ECOS DEL 8M

Llego tarde a dejar en este espacio mis impresiones sobre el reciente 8 de marzo. Últimamente llego tarde a casi todo: supongo que es algo relacionado con esta cojera que me tiene medio postrada y en plena pausa laboral, aunque me cabe la duda de si la inoperancia de mi pierna izquierda es la causa de esa incapacidad exasperante para afrontar mi vida tal como la tengo establecida o si se trata más bien de un reflejo, una especie de metáfora corporal de mi lentitud de los últimos tiempos, de mis fuerzas menguantes y de la necesidad de asumir que las energías de la juventud no duran para siempre. «La vida no es de chicle», le oí decir a Rosa Montero en una entrevista hace meses, para explicar sus dificultades a la hora de estirar el día y encajar en él todas las actividades de su existencia de escritora popular y multitarea. El mío —mi chicle— hace bastante que adolece de una molesta falta de elasticidad. Es un chicle que he mascado demasiado, que ya no sabe a nada y que no sirve para hacer globos. Si dejo de masticarlo, se queda tieso como el cuero. Si intento estirarlo, se parte. Este pobre chicle mío está pidiendo a gritos una sustitución. 

Pero volvamos al 8 de marzo. Mi maltrecha rodilla me impidió unirme a la manifestación donde mis compañeras tribaleras reivindicaron y festejaron a golpe de crótalo, envueltas en el maravilloso vuelo de sus faldas y apoyadas por la energía imparable de una batucada. Hacía un frío considerable y un cielo poblado de negros nubarrones se cernía sobre su danza. Olé por ellas. Yo no pude bailar ni reivindicar ni festejar al ritmo de percusión alguna; no habría podido ni hacer el trayecto andando. Confío en que consiga estirar con más eficacia este chicle mío en próximas convocatorias. No voy a hablar, pues, de manifestaciones, de entusiasmo colectivo ni de disensiones, de trayectorias divergentes ni de pancartas con consignas encontradas. Lo que me dispongo a contar me sucedió en un punto del ámbito reducido en el que por prescripción médica me muevo desde hace una semana: el supermercado de enfrente de mi casa. Es un lugar donde se aprende mucho. No es necesario ir muy lejos para tener experiencias esclarecedoras.

*-*-*

### [TU TAREA]
Prosigue el texto «Ecos del 8M» a partir de su última oración.

*-*-*

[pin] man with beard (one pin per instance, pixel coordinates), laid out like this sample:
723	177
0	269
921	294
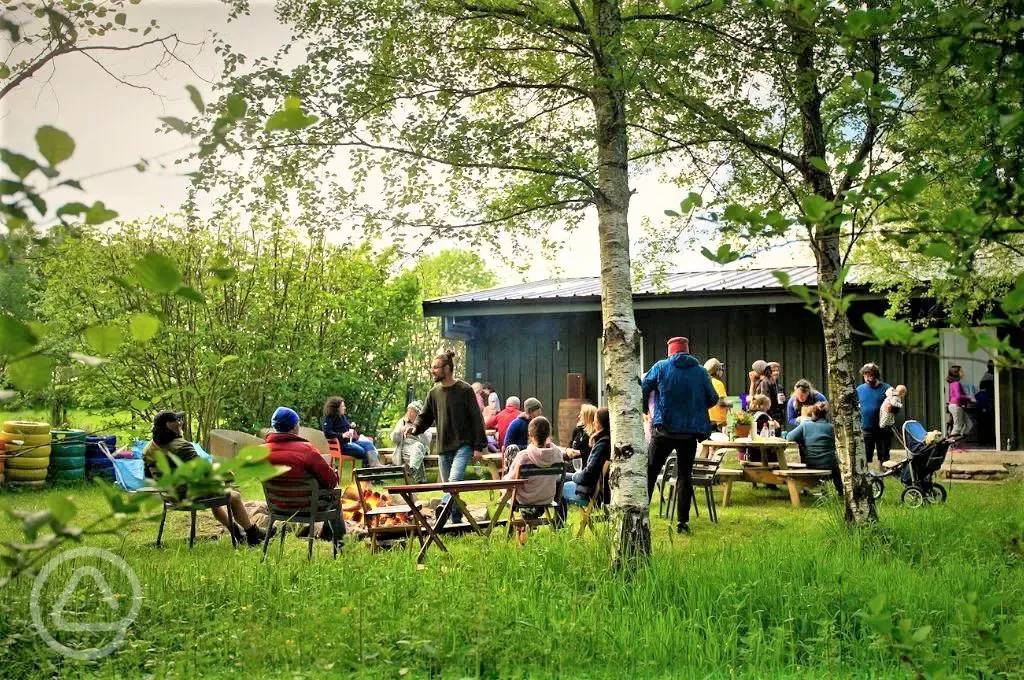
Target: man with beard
452	406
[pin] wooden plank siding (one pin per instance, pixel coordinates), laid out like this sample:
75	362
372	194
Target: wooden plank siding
529	354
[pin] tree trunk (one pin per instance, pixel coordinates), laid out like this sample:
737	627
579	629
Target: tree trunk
628	477
835	324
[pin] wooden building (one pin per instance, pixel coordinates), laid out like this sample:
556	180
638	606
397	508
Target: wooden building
525	339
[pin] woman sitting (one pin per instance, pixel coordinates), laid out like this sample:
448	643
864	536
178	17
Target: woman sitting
538	491
817	437
336	426
167	437
580	440
580	486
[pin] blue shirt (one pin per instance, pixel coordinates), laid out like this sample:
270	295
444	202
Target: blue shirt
870	402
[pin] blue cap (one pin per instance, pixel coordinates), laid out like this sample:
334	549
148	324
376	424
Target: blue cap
284	419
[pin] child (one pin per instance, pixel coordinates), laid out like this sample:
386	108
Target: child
891	406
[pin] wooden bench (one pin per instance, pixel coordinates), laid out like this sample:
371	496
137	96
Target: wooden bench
802	478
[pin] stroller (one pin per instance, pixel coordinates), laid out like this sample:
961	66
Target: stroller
923	461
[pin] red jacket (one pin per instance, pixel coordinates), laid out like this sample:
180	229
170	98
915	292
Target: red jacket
502	420
302	457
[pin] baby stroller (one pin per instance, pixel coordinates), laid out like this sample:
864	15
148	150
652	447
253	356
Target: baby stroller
923	461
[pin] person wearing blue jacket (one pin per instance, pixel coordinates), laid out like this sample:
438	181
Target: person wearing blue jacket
683	392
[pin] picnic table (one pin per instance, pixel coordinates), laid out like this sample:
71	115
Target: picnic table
794	475
455	490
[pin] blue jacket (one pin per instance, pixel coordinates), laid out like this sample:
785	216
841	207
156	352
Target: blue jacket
684	393
793	411
517	433
870	402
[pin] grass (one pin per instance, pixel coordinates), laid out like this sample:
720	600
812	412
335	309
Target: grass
771	591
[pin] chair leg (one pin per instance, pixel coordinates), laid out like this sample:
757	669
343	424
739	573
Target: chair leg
266	539
160	532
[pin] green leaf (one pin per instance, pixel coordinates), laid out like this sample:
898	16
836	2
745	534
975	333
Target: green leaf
61	509
15	337
31	374
143	327
189	294
818	164
176	124
291	117
22	166
55	145
815	207
197	99
103	340
99	213
158	273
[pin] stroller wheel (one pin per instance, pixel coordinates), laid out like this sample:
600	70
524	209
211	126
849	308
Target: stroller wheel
912	497
937	494
878	487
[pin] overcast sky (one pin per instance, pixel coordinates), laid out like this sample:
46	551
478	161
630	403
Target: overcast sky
115	125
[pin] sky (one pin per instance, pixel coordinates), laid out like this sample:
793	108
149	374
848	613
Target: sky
116	125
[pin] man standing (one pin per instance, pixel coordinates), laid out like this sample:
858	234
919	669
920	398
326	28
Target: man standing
871	393
452	406
684	393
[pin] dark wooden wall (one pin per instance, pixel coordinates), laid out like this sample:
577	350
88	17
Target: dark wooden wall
529	354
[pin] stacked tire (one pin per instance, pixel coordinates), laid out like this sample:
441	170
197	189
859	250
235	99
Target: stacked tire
96	464
68	456
27	463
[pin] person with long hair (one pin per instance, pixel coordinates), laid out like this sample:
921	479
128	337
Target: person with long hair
452	406
581	485
337	426
167	437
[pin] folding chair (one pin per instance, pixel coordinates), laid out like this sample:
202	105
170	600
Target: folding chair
526	471
705	471
596	501
372	516
340	459
300	501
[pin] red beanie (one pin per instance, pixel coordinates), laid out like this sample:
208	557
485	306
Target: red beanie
679	344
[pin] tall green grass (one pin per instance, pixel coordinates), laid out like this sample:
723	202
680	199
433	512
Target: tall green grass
771	591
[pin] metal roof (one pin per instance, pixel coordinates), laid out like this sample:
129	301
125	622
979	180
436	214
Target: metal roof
718	282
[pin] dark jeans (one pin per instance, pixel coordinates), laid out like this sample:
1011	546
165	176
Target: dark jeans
878	438
685	445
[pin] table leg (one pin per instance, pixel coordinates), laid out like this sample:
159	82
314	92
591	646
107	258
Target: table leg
498	511
465	511
794	493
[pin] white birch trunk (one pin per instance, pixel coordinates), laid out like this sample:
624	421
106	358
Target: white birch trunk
628	477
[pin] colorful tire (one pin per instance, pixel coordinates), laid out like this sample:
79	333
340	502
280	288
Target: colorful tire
27	439
26	463
14	475
26	427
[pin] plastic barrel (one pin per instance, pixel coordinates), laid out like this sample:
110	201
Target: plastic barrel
96	465
68	456
26	463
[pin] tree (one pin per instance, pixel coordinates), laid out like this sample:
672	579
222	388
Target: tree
526	112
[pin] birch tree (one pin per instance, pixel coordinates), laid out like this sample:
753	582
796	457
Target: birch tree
529	113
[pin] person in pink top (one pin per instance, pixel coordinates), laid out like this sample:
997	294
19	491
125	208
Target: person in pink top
540	452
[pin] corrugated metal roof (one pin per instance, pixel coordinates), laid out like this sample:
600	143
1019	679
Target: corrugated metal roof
718	281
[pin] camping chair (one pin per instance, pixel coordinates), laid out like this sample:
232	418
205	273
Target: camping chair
300	501
372	516
705	471
596	500
340	459
130	480
526	471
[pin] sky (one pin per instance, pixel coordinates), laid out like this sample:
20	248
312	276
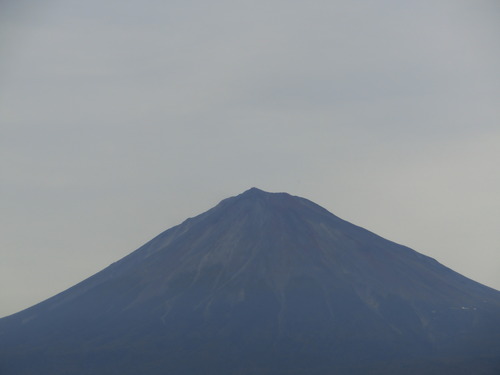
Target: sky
120	119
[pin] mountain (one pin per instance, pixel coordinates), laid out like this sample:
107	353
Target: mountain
262	284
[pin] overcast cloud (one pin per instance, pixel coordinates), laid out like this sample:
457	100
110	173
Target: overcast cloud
119	119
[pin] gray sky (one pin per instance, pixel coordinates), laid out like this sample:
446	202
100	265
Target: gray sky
119	119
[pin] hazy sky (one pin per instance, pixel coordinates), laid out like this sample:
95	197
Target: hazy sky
121	118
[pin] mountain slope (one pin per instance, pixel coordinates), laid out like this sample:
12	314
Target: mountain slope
263	283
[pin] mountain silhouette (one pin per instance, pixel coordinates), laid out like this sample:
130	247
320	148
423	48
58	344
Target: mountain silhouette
263	283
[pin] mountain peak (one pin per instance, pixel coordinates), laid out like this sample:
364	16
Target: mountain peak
262	283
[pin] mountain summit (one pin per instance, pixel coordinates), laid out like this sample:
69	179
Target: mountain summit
263	283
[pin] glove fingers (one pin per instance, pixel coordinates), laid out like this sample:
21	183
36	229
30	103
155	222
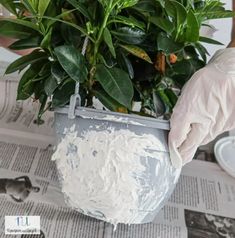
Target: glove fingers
178	133
194	139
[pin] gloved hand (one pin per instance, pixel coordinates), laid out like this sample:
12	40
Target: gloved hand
205	109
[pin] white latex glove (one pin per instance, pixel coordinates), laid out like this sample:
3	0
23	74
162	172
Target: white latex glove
205	109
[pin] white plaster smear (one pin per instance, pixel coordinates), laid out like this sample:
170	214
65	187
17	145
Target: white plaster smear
105	174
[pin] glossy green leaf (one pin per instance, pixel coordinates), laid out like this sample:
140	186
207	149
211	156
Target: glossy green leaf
9	5
177	11
107	101
62	94
193	28
108	40
138	52
15	30
80	7
58	72
25	61
130	21
209	41
168	45
116	83
50	85
26	85
73	62
130	35
42	6
125	64
27	43
163	23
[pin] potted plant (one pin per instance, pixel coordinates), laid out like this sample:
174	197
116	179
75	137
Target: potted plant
121	52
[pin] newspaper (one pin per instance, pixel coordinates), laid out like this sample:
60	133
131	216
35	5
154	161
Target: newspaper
202	205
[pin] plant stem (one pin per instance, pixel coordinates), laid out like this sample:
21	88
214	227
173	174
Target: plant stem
98	42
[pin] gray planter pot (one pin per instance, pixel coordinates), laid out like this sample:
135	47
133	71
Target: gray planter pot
160	174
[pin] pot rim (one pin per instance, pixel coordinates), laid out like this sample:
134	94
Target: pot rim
118	117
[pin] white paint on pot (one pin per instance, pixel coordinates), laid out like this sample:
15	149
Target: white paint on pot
106	174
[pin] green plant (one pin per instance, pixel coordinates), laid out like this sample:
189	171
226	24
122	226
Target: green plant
137	51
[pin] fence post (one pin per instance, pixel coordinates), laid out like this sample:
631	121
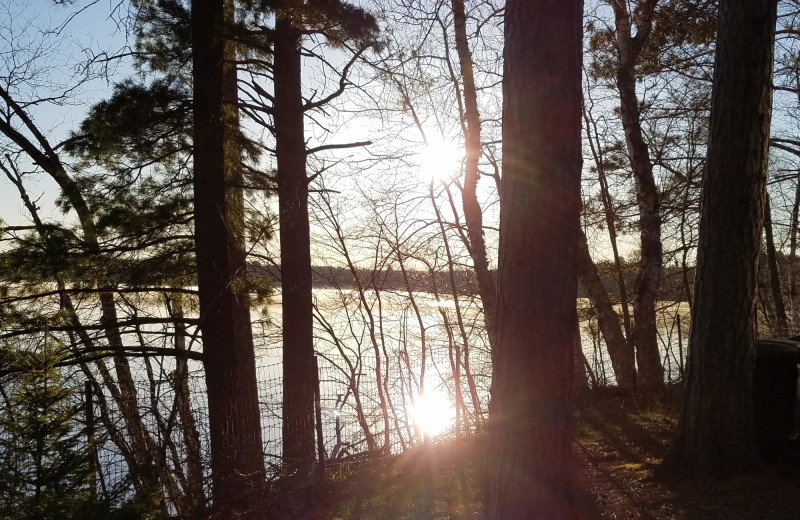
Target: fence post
318	409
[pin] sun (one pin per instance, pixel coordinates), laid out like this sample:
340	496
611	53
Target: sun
439	160
433	412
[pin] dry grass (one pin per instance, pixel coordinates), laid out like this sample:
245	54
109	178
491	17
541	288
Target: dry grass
620	442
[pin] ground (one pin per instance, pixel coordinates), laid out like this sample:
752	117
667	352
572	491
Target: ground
619	443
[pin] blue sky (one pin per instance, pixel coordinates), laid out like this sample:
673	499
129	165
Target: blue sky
49	43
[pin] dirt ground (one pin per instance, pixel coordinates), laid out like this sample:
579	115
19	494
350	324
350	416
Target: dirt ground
619	444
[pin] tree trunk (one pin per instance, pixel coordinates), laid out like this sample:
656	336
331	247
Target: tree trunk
774	276
622	356
473	215
715	431
645	290
530	457
237	458
298	340
792	258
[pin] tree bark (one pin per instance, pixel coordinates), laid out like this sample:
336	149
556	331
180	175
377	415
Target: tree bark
622	356
237	458
715	431
473	215
530	458
298	341
645	290
781	321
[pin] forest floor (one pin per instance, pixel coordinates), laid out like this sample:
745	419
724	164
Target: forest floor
619	444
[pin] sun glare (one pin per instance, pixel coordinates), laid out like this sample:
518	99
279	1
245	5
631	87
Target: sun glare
433	412
439	160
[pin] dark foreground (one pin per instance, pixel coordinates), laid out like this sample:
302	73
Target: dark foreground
620	442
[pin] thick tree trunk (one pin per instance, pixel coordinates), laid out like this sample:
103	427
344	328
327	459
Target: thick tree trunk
237	459
645	290
715	431
298	340
774	276
473	215
530	458
622	356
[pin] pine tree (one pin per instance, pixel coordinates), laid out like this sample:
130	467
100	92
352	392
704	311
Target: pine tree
45	463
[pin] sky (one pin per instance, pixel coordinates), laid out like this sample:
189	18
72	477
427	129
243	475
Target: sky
61	37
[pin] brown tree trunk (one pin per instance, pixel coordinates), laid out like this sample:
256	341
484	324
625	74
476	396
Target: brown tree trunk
715	431
774	276
622	356
792	258
298	341
237	459
645	290
473	215
530	455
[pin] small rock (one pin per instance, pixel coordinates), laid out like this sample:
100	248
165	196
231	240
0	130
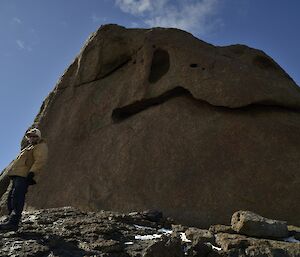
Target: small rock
166	247
221	229
251	224
294	231
153	215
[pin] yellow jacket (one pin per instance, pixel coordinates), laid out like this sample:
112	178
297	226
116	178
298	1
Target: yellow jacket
31	158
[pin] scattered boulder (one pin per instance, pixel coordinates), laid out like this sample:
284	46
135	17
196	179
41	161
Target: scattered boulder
294	231
221	229
241	245
167	247
251	224
70	232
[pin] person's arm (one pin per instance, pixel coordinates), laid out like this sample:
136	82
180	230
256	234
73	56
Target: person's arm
40	154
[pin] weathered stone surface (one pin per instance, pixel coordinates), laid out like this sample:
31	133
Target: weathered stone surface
221	229
167	247
158	119
239	245
70	232
252	224
294	231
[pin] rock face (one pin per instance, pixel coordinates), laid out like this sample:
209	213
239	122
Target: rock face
69	232
158	119
251	224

*-*-*

### [SOLUCIÓN DEL EJERCICIO]
Estaba yo la mañana del 8 de marzo detenida en la sección de frutería cuando oí una voz masculina que pronunciaba un mensaje sorprendente: 

—No, no me llames Ángel, ahora soy Ángela. Nada de Ángel, que ya no me identifico. 

Me volví, desconcertada. La voz provenía de la pescadería. Quien así había hablado era uno de los dependientes, que, de pie en su puesto elevado tras el mostrador con la mercancía, parecía ocupar una tribuna de orador. Un orador bastante chusco y muerto de risa. Una clienta lo secundaba. 

—Así es, así es —decía ella—. Ahora ya ni hombres ni mujeres. Dices que no te sientes identificado con lo que eres y ya está.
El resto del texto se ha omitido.